- REQUIREMENT
Retype the data exactly, so that every line matches the original.

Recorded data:
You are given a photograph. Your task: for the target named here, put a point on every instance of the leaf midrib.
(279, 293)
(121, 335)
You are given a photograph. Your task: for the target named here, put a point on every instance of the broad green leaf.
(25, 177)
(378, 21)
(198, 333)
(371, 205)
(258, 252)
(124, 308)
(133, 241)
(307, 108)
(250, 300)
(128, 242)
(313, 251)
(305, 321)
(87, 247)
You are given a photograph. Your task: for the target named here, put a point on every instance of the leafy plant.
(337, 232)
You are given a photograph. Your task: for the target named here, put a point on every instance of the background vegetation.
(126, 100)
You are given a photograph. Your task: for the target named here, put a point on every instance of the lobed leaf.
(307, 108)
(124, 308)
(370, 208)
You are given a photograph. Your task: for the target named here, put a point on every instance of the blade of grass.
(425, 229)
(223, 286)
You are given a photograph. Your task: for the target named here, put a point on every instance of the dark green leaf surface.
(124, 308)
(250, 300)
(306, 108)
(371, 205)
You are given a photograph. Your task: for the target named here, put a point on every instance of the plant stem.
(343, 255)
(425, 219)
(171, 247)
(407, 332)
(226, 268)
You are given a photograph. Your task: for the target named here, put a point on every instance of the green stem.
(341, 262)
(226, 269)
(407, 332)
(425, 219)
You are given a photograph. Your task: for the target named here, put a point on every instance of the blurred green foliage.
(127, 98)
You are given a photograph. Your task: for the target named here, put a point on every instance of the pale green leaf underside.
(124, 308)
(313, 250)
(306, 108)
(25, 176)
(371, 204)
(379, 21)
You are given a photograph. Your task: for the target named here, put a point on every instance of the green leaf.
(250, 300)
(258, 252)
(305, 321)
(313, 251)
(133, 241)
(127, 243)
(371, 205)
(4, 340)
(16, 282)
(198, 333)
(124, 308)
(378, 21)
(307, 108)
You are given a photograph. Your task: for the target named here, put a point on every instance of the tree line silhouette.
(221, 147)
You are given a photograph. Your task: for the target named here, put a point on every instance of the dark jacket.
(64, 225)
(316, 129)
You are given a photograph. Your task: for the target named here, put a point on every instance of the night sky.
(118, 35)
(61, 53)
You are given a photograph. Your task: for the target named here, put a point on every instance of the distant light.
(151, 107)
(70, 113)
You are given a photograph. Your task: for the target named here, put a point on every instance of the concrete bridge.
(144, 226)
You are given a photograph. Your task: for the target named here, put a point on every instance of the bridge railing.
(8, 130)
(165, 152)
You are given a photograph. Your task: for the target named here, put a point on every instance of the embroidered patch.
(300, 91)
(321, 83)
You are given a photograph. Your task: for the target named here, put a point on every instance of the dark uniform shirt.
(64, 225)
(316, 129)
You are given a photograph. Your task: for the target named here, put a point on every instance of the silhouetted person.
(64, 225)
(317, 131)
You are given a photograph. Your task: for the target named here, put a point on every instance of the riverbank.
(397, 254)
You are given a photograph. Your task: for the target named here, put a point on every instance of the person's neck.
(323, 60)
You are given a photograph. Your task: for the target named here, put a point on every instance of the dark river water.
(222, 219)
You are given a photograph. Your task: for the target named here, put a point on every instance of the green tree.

- RESULT BELOW
You are given a photograph. Your task: for the target named here, put a point on every instance of the leaf midrib.
(279, 293)
(121, 335)
You are given a photograph. Your task: for the target named here, put a point on every instance of the broad green leaf.
(25, 177)
(378, 21)
(198, 333)
(371, 205)
(258, 252)
(124, 308)
(133, 241)
(307, 108)
(250, 300)
(128, 242)
(313, 251)
(305, 321)
(87, 247)
You are given a photograph. Your task: for the target named here, put a point on every instance of the leafy plant.
(337, 232)
You are given a photograph. Your task: for the target named here, put a point on every instance of the background vegetation.
(126, 100)
You are given a photograph. Your task: for the target named here, put a point on every instance of the lobed leaf.
(307, 108)
(124, 308)
(370, 208)
You are given a photograph. Your task: for the target named here, put a point on every instance of the blade of grass.
(425, 229)
(223, 286)
You are given a photograph. Your task: for the target named here, put a point on every instance of the dark green leaf surface.
(124, 308)
(250, 300)
(306, 108)
(371, 205)
You are given a photograph. Your task: for the target named here, put a point on every instance of the plant stem.
(343, 255)
(425, 219)
(171, 247)
(407, 332)
(226, 268)
You are given a photograph. Your task: for the target named here, put a point on every instance of the green stem.
(341, 262)
(226, 269)
(407, 332)
(425, 219)
You are given a photograph. Your task: for the target named here, put a point on every instance of the blurred green foliage.
(127, 98)
You are given a photograph. Your task: for the target named here, put a point on every instance of the pale green leaf underside.
(124, 308)
(313, 250)
(306, 108)
(25, 176)
(371, 204)
(379, 21)
You are given a photograph. Your task: for the target named here, put a point on every instance of the green leaf.
(250, 300)
(258, 252)
(305, 321)
(313, 251)
(133, 241)
(127, 243)
(371, 205)
(4, 340)
(16, 282)
(198, 333)
(124, 308)
(378, 21)
(307, 108)
You are given a photograph. Your task: for the target named here, put a point on every instance of the tree line silhouette.
(221, 147)
You are given a photograph. Your task: for the target named here, put a point on every instance of the dark jacket.
(64, 225)
(316, 129)
You are given a photograph. Your task: for the target named here, put a point on every instance of the night sky.
(118, 35)
(61, 53)
You are given a photograph. Your task: for the target named here, put a point on every instance of the distant light.
(151, 107)
(70, 113)
You are given a photograph. Your task: for the target named here, put a point on every instance of the concrete bridge.
(144, 226)
You are given a photograph. Your task: for the target named here, put a point on every instance of the bridge railing.
(8, 130)
(165, 152)
You are given a photograph. Your task: for the target named here, put a point on every instance of the embroidered patch.
(300, 91)
(321, 83)
You are given a photograph. Your task: for the target named here, put a point on every instance of the dark uniform shirt.
(64, 225)
(316, 129)
You are given a photograph. Your task: for the target named here, put a point on every instance of the silhouetted person.
(64, 225)
(317, 131)
You are given a photograph. Your task: for the target named here, put a point on every instance of the riverbank.
(397, 254)
You are given a photograph. Your task: for the target named here, put a point on every instance of the person's neck.
(323, 60)
You are given a photograph. Your task: for the target named here, put a point on every instance of the dark river water.
(222, 219)
You are given a photograph. Your task: for the target named here, put a point on every instance of the green tree.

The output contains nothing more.